Exercise objective: Nothing but the lines from the one containing "Mark one point per instance of the blurred grass" through the end of the data should be output, each reproduced exactly.

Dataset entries
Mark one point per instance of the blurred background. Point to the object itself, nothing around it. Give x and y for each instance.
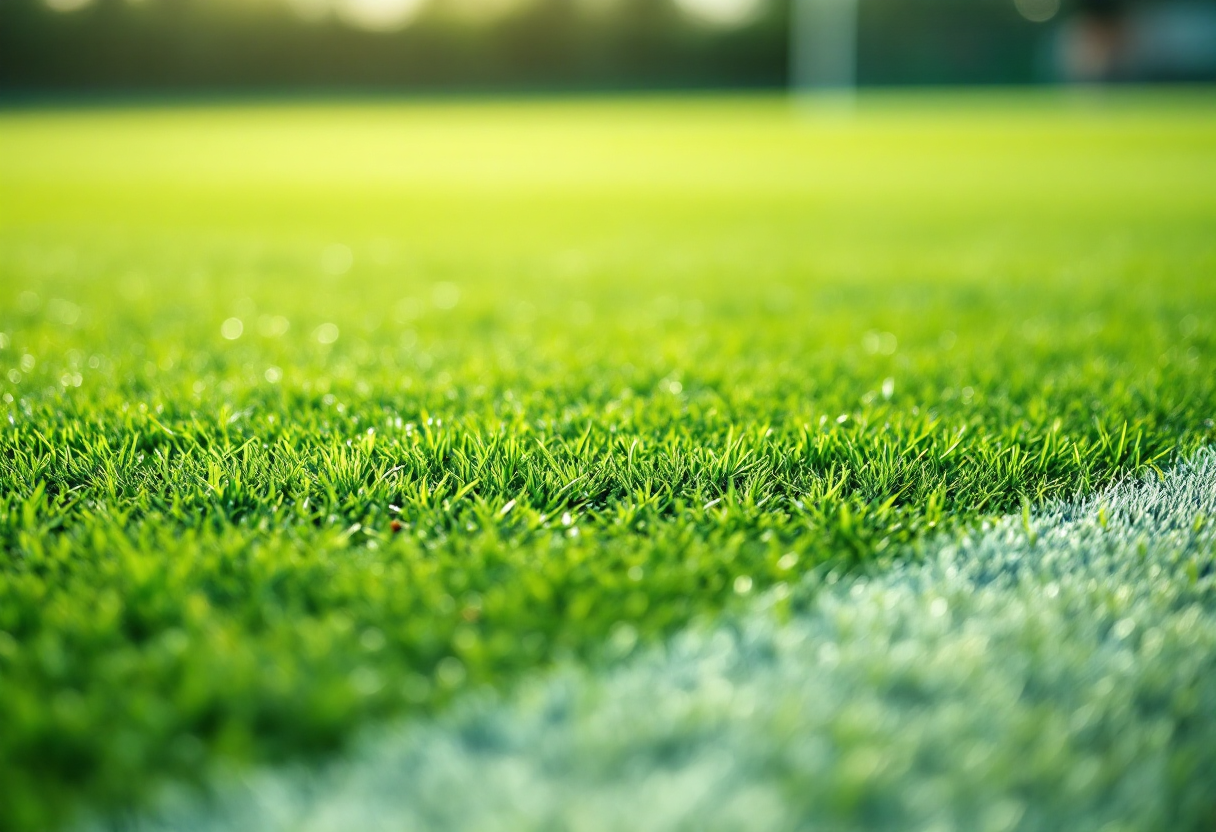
(147, 46)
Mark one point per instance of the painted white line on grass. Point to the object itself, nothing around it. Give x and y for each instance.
(1052, 673)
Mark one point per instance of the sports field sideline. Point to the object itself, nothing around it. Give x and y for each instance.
(320, 417)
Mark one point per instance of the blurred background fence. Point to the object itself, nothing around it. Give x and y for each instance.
(268, 45)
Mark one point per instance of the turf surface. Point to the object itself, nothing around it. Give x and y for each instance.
(322, 414)
(1053, 672)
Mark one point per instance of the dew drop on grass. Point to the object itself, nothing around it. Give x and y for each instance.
(231, 329)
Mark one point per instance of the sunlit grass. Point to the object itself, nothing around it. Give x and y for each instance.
(316, 415)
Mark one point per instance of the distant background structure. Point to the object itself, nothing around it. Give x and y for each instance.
(173, 46)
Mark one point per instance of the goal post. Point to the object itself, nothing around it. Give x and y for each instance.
(823, 49)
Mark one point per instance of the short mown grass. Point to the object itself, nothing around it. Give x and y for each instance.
(316, 415)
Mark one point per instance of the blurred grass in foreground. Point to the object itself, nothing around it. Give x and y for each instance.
(317, 414)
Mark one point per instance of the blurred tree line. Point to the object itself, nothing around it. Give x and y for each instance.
(219, 45)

Answer to the problem:
Mark one point per instance of the blurred grass in foreground. Point to the object itself, nothing around it. Give x and y for each instance.
(317, 414)
Mark one point per instance of the blurred tree line. Point to the object itself, nothing around it. Give x and y for each instance.
(219, 45)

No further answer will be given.